→ **What is being asked**: Quote the listing below word for word, keeping every line.

▼▼▼

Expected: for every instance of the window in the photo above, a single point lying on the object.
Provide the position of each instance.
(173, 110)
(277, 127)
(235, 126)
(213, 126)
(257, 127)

▲▲▲

→ **Response to the exercise**:
Expected: for every instance of the window in the photo above, a single point lying on the object.
Provide the position of each instance.
(173, 110)
(277, 127)
(235, 126)
(213, 126)
(257, 127)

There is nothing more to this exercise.